(Rows of box annotation records)
============================================================

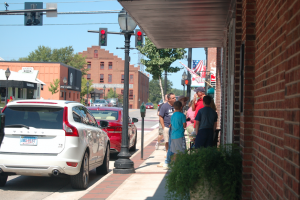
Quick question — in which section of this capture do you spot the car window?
[4,107,64,129]
[90,110,119,120]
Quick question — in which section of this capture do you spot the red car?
[87,107,138,153]
[145,103,154,109]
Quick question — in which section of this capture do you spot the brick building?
[119,0,300,200]
[0,61,81,102]
[81,46,149,109]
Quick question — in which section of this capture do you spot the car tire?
[0,173,8,187]
[71,152,89,190]
[130,132,137,151]
[96,144,110,175]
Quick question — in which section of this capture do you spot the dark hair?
[173,101,182,110]
[167,92,174,100]
[203,96,211,106]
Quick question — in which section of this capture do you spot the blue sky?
[0,0,205,89]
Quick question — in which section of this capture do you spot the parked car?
[145,102,154,109]
[88,107,138,152]
[0,99,110,189]
[93,99,108,107]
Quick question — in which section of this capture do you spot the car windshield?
[94,99,106,103]
[90,110,119,120]
[4,107,64,129]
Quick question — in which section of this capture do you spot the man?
[155,95,168,150]
[159,93,176,158]
[192,87,205,128]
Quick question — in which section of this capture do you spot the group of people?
[155,87,218,169]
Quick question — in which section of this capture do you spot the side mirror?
[100,121,108,128]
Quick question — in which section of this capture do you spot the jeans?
[165,128,174,164]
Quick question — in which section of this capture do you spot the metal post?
[186,48,192,99]
[113,31,135,174]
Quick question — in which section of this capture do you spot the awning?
[118,0,232,48]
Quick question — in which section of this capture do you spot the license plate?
[20,136,37,146]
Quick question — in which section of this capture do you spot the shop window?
[108,62,112,69]
[94,50,98,58]
[129,74,133,83]
[108,74,112,83]
[129,90,133,100]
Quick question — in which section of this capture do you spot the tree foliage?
[48,79,60,95]
[138,37,186,80]
[19,46,88,75]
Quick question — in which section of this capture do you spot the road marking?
[151,123,159,128]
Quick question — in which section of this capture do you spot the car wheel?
[71,152,89,190]
[96,144,110,175]
[0,173,8,187]
[130,132,137,151]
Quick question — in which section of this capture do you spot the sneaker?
[155,142,159,150]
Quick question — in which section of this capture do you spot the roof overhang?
[118,0,232,48]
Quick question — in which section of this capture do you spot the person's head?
[167,93,176,105]
[203,96,212,106]
[173,101,182,111]
[194,87,205,99]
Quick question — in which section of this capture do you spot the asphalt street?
[0,109,158,200]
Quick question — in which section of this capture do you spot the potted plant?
[166,144,242,200]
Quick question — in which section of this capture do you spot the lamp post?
[182,71,187,96]
[113,9,136,174]
[5,68,10,105]
[63,77,68,100]
[86,81,90,106]
[103,85,106,99]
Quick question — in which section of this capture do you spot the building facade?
[81,46,149,109]
[0,61,82,102]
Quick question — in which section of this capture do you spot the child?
[171,101,186,161]
[195,96,218,149]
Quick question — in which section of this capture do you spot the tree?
[138,37,186,98]
[19,46,88,75]
[48,79,60,95]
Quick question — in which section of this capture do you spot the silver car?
[93,99,108,107]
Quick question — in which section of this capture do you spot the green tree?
[138,37,186,98]
[48,79,60,95]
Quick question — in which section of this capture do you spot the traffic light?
[24,2,43,26]
[184,79,191,85]
[135,29,144,47]
[99,28,107,46]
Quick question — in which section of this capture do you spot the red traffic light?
[136,31,143,36]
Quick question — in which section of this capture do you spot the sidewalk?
[81,139,167,200]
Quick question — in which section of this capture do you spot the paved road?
[0,109,158,200]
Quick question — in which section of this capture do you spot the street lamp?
[86,81,90,106]
[182,71,187,96]
[103,85,106,99]
[5,68,10,105]
[63,77,68,100]
[113,9,136,174]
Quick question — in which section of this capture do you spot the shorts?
[171,137,186,153]
[164,127,169,142]
[158,123,164,135]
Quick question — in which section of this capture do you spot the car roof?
[7,99,84,107]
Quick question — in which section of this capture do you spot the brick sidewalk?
[81,139,157,200]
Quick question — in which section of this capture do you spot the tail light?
[106,127,122,133]
[63,107,79,137]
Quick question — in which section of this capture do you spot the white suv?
[0,100,110,189]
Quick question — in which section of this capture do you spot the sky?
[0,0,205,89]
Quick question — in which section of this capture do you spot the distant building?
[0,61,82,102]
[80,46,149,109]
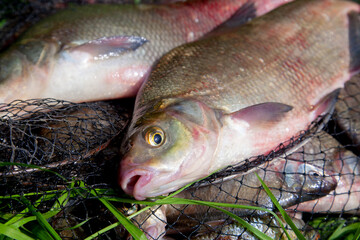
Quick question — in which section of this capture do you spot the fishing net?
[0,0,360,239]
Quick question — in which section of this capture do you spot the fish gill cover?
[0,0,360,239]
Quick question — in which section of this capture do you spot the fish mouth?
[119,168,154,200]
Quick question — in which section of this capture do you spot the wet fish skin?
[0,0,288,103]
[192,216,320,240]
[119,0,359,200]
[335,74,360,153]
[136,158,336,239]
[292,134,360,214]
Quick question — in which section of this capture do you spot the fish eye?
[145,127,165,147]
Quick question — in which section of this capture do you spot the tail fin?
[348,12,360,74]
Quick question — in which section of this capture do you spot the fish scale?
[0,0,291,103]
[119,0,360,200]
[137,0,350,113]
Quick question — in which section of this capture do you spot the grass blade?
[0,223,34,240]
[255,173,306,240]
[21,197,61,240]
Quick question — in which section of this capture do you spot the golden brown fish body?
[0,0,288,103]
[119,0,360,199]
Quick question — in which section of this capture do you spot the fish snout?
[119,161,154,200]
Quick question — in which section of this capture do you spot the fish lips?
[118,158,186,200]
[118,163,156,200]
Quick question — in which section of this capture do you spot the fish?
[191,216,320,240]
[335,74,360,154]
[0,0,289,103]
[291,134,360,215]
[118,0,360,200]
[135,158,337,239]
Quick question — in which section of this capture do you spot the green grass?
[0,163,360,240]
[0,19,7,29]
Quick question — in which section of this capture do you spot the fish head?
[119,100,218,200]
[285,161,337,202]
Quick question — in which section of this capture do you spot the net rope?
[0,0,360,240]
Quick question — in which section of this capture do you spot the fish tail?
[348,11,360,75]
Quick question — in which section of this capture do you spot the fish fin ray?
[67,36,147,60]
[231,102,293,126]
[211,2,257,34]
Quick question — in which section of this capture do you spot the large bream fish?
[119,0,360,199]
[0,0,289,103]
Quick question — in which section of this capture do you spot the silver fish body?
[136,158,337,239]
[0,0,286,103]
[192,216,320,240]
[292,133,360,214]
[119,0,360,199]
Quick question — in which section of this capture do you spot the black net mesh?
[0,0,360,239]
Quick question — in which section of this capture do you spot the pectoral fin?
[232,102,293,125]
[66,36,147,60]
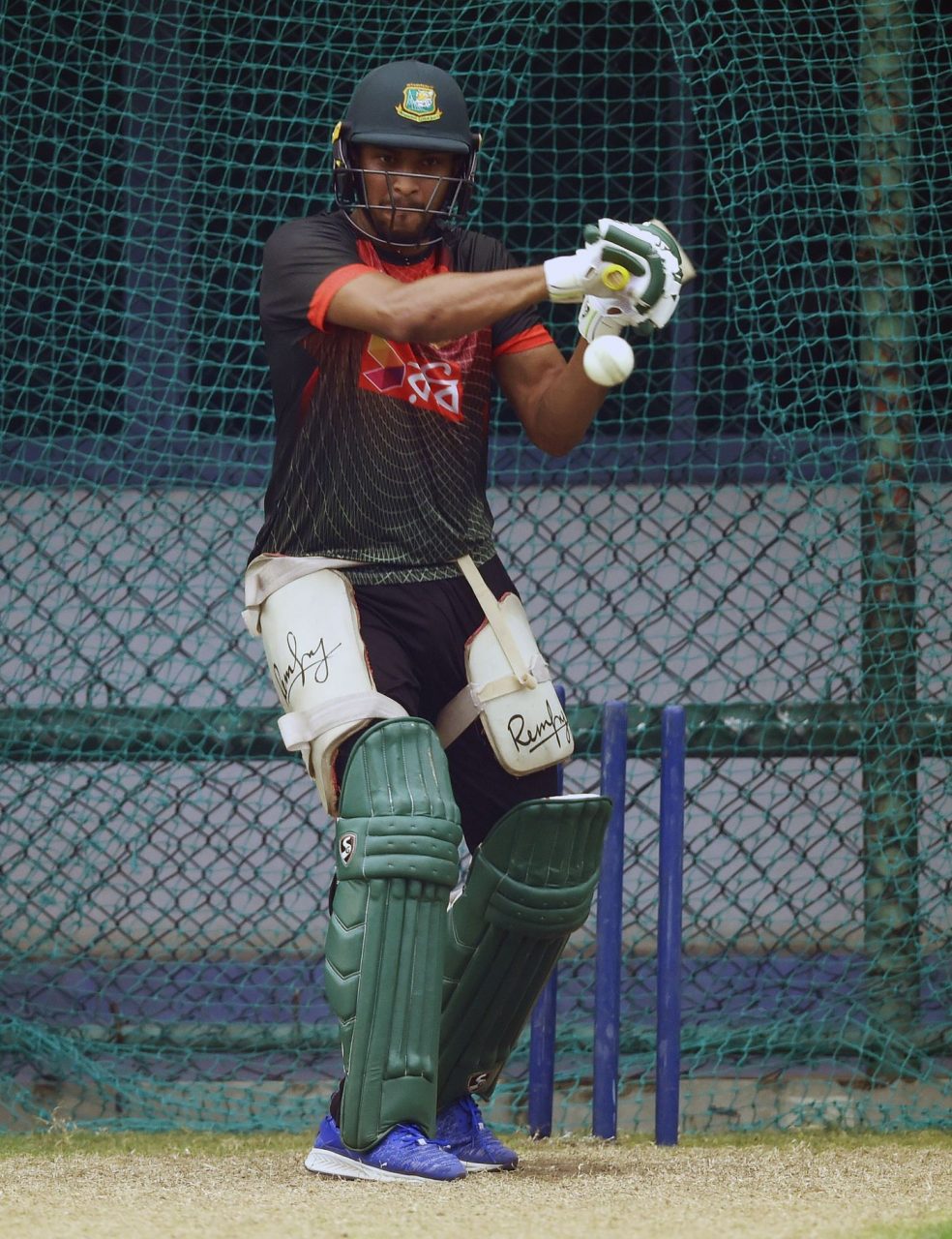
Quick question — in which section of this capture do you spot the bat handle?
[602,262,632,292]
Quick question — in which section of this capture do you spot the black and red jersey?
[252,211,550,584]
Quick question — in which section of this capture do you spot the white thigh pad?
[258,569,406,814]
[437,580,575,775]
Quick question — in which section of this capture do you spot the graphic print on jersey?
[359,336,463,421]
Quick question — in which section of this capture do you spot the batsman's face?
[358,143,458,245]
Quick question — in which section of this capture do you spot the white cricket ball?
[581,336,635,386]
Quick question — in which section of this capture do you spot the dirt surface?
[0,1133,952,1239]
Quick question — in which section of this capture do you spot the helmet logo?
[394,81,443,123]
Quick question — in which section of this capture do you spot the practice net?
[0,0,952,1132]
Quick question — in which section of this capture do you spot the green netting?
[0,0,952,1130]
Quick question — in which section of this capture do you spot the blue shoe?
[435,1097,519,1171]
[305,1114,465,1183]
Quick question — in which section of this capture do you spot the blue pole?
[592,701,628,1140]
[655,705,685,1145]
[528,684,566,1140]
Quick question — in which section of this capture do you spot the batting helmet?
[333,61,480,227]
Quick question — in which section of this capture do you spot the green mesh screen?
[0,0,952,1130]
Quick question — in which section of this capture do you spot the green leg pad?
[437,796,611,1107]
[324,718,463,1150]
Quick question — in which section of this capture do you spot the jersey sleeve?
[261,216,368,331]
[457,233,553,357]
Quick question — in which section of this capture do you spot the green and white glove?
[579,220,683,341]
[542,236,647,304]
[579,296,652,345]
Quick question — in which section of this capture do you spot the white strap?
[278,693,406,753]
[242,555,360,637]
[435,651,552,748]
[457,555,539,689]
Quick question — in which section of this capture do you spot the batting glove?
[580,220,683,335]
[542,234,647,302]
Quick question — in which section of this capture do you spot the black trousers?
[336,559,557,851]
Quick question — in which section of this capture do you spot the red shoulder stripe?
[492,323,554,357]
[307,262,371,331]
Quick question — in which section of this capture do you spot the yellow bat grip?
[602,262,632,292]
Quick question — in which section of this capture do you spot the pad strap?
[278,693,406,753]
[435,650,552,748]
[437,796,611,1107]
[457,555,537,689]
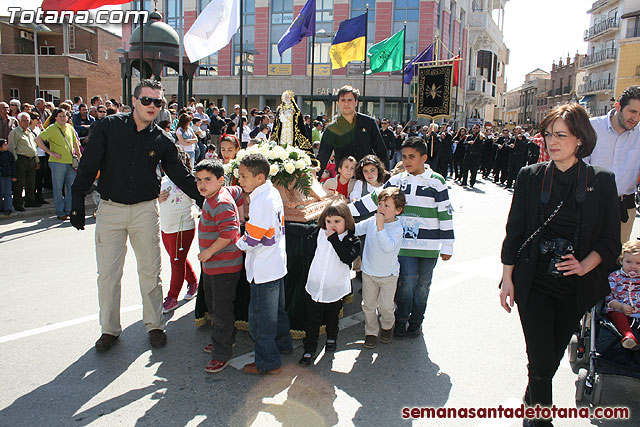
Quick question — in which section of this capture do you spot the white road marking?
[0,256,490,350]
[0,304,142,344]
[476,397,522,427]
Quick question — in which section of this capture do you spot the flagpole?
[400,21,407,121]
[176,0,186,107]
[360,3,369,112]
[453,48,461,130]
[140,0,144,81]
[238,0,242,115]
[309,29,316,120]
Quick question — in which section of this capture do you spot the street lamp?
[33,24,51,98]
[311,28,336,119]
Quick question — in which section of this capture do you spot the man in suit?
[318,85,389,174]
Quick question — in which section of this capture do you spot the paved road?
[0,176,640,427]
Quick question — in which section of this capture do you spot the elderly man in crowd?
[71,104,95,145]
[9,113,40,211]
[33,98,51,123]
[0,102,18,140]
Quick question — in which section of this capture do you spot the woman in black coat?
[500,103,621,426]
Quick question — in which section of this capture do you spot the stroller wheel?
[591,374,602,406]
[576,368,587,402]
[567,334,578,363]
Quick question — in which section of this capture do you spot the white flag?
[184,0,240,62]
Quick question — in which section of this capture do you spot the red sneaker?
[184,283,198,301]
[204,360,229,374]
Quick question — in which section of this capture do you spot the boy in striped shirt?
[349,137,454,338]
[195,159,244,373]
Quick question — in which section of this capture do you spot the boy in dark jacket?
[0,139,18,215]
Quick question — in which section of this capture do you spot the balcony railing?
[627,22,640,39]
[584,18,620,41]
[582,48,618,67]
[467,77,496,98]
[589,108,609,117]
[578,79,613,96]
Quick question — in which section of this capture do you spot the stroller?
[568,301,640,406]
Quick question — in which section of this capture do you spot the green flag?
[367,28,404,74]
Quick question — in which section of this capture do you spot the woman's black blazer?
[502,160,621,313]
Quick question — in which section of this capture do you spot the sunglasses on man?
[138,96,162,108]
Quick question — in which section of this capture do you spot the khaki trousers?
[362,272,398,336]
[96,200,164,336]
[620,208,636,244]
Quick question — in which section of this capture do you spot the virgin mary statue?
[271,90,313,155]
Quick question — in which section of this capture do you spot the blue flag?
[404,44,433,85]
[278,0,316,56]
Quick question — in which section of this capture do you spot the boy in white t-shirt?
[158,149,198,313]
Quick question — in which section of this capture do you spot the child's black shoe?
[406,323,421,338]
[324,339,338,351]
[298,353,313,366]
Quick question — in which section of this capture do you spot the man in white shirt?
[585,86,640,243]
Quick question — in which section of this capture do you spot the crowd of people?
[0,80,640,425]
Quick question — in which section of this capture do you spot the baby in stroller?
[605,240,640,350]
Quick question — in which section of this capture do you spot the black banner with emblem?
[416,65,453,119]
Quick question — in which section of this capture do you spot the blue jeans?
[49,160,76,216]
[249,278,293,372]
[396,256,438,325]
[0,176,13,212]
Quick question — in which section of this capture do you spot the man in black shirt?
[318,86,389,176]
[422,123,441,171]
[71,80,203,351]
[436,129,453,178]
[506,126,529,188]
[493,129,511,184]
[461,125,485,188]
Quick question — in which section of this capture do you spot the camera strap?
[516,200,564,258]
[540,160,589,252]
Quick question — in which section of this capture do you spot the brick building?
[578,0,640,116]
[122,0,508,124]
[615,5,640,99]
[0,19,122,104]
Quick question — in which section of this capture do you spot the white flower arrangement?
[224,141,313,195]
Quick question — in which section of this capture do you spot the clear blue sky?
[0,0,593,89]
[504,0,593,90]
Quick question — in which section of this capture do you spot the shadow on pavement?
[0,216,96,243]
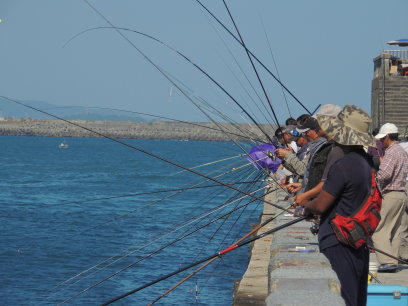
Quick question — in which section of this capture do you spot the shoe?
[377,264,398,273]
[398,258,408,265]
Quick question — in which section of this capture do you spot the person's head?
[275,126,285,143]
[296,115,320,141]
[275,125,296,144]
[313,104,342,140]
[375,123,398,148]
[285,117,296,125]
[296,134,308,147]
[371,128,380,137]
[316,104,373,148]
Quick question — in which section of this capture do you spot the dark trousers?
[322,244,369,306]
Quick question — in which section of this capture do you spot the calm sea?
[0,137,262,305]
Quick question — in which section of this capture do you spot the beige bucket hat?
[316,104,373,147]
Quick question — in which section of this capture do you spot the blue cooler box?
[367,284,408,306]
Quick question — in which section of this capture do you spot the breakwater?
[0,119,275,141]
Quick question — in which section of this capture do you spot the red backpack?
[330,171,382,249]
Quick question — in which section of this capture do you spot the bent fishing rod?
[44,104,268,142]
[101,216,310,306]
[0,96,290,212]
[149,205,292,306]
[67,21,272,141]
[47,177,270,301]
[367,243,408,265]
[43,180,265,207]
[195,0,313,115]
[58,187,275,305]
[77,0,294,190]
[83,0,278,142]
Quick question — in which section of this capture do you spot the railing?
[383,49,408,59]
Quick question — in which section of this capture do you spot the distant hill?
[0,98,153,122]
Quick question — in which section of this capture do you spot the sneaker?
[398,257,408,265]
[377,264,398,273]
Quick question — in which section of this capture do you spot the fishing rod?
[101,216,310,306]
[258,10,292,117]
[64,18,287,192]
[58,187,273,305]
[42,180,265,207]
[148,205,291,305]
[64,20,272,141]
[0,95,292,210]
[171,154,246,176]
[222,0,286,135]
[47,170,266,299]
[209,18,272,125]
[367,243,408,265]
[61,157,262,243]
[195,0,312,115]
[44,104,268,142]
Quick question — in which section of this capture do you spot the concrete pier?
[233,191,344,306]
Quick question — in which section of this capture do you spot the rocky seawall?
[233,188,345,306]
[0,119,274,141]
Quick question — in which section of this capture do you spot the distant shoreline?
[0,118,274,141]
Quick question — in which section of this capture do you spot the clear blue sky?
[0,0,408,121]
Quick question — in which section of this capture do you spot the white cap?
[374,123,398,139]
[316,104,342,117]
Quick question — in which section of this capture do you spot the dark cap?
[296,116,319,133]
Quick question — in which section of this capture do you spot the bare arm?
[295,182,324,205]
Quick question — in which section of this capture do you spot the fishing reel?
[310,224,319,236]
[265,150,278,160]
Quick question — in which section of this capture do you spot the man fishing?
[373,123,408,272]
[294,105,372,305]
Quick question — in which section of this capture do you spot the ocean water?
[0,137,262,305]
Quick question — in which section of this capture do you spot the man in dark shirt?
[294,105,372,305]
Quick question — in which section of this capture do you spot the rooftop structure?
[371,49,408,139]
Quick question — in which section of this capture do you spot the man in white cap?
[372,123,408,272]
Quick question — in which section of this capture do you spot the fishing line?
[209,22,272,125]
[58,187,265,305]
[64,22,272,141]
[0,97,283,209]
[43,175,262,299]
[44,104,260,141]
[59,158,258,244]
[189,174,261,258]
[222,0,287,145]
[195,0,312,115]
[258,10,292,117]
[148,189,261,305]
[44,165,260,290]
[149,197,291,305]
[46,176,260,299]
[40,180,258,207]
[170,154,245,176]
[200,204,286,298]
[196,99,264,143]
[101,216,309,306]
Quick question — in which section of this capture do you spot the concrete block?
[265,290,345,306]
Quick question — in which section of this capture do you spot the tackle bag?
[329,171,382,249]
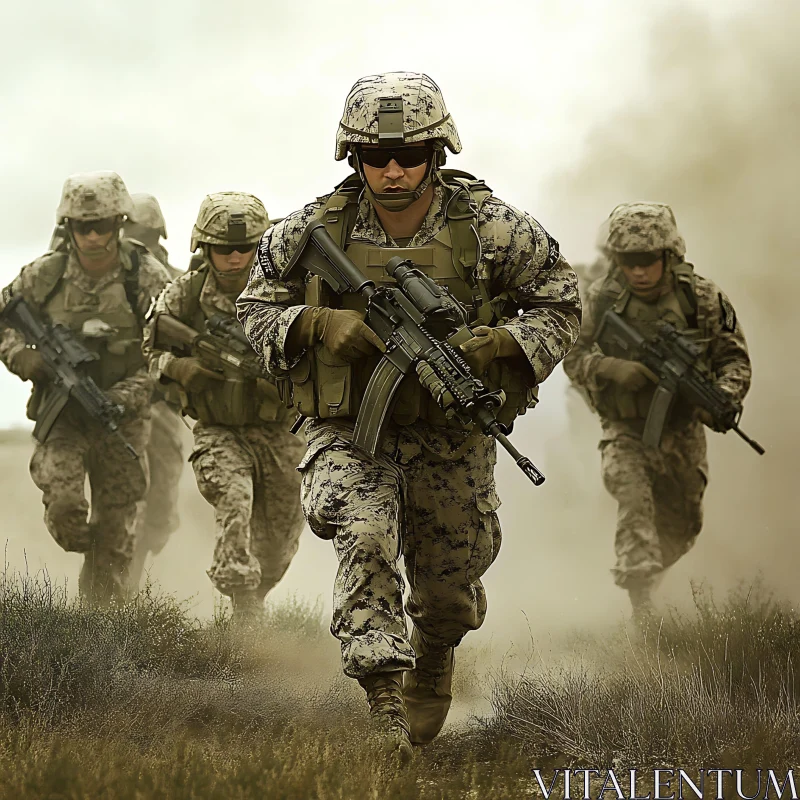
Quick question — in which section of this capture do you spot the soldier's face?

============================================================

▸ WHAT YOU HAVE TO DO: Render the records starting at the line that contains "the grass blade?" and ending at the line that contains "[358,143,458,245]" as a numbered list, with blank lines left out. Leave the pictures out of the list.

▸ THE SOLUTION:
1. Quick question — in which section of this capture do you spot the grass blade?
2. [0,223,34,240]
3. [255,173,306,240]
4. [21,197,61,240]
5. Quick question — in which section of this capture do you spot the golden brown fish body?
6. [0,0,288,103]
7. [119,0,360,199]
8. Quick question — in which section of this capture do you spot the fish snout?
9. [119,161,154,200]
10. Quick question — in which section of this capture do you spot the fish lips?
11. [118,158,186,200]
12. [118,163,156,200]
13. Quick question — in which section of this capture do you spot the fish?
14. [191,216,320,240]
15. [335,74,360,154]
16. [0,0,289,103]
17. [291,134,360,215]
18. [118,0,360,200]
19. [135,158,337,239]
20. Quick question — in which section of this capture do you spot the green grass?
21. [0,163,360,240]
22. [0,19,7,29]
23. Quick question — in which section of this capture do you spot the fish head?
24. [119,100,218,200]
25. [285,161,337,202]
26. Quick question — in which section of this capture do you spot the net rope?
27. [0,0,360,240]
28. Quick question — in which section of this capture do you spot the fish tail?
29. [348,11,360,75]
30. Quick question — in which section of this capture do you spot the fish fin ray?
31. [67,36,147,60]
32. [231,102,293,126]
33. [211,2,257,34]
34. Quick question — in which section of this capture do you spot the large bream fish?
35. [119,0,360,199]
36. [0,0,289,103]
37. Quick question — in which section of this capture do you spot the silver fish body?
38. [136,158,337,239]
39. [0,0,286,103]
40. [192,216,320,240]
41. [292,133,360,214]
42. [119,0,360,199]
43. Quick question — in which section of this capture do you spot the black net mesh?
44. [0,0,360,239]
45. Quick question — in which section of this capture do you spot the pectoral fin?
46. [232,102,293,125]
47. [66,36,147,60]
48. Quick question — in which section of this capture do you spot the bat handle?
49. [602,262,632,292]
50. Quick question — in which section of this capture do you spot the black and red jersey?
51. [252,211,550,584]
52. Quick question — in which section of this capture do you spot the white thigh pad?
53. [258,569,406,814]
54. [437,580,575,775]
55. Quick question — in which section of this capture do you spot the graphic print on jersey?
56. [359,336,463,421]
57. Quick question — in which section of this capture do you spot the batsman's face?
58. [358,143,458,245]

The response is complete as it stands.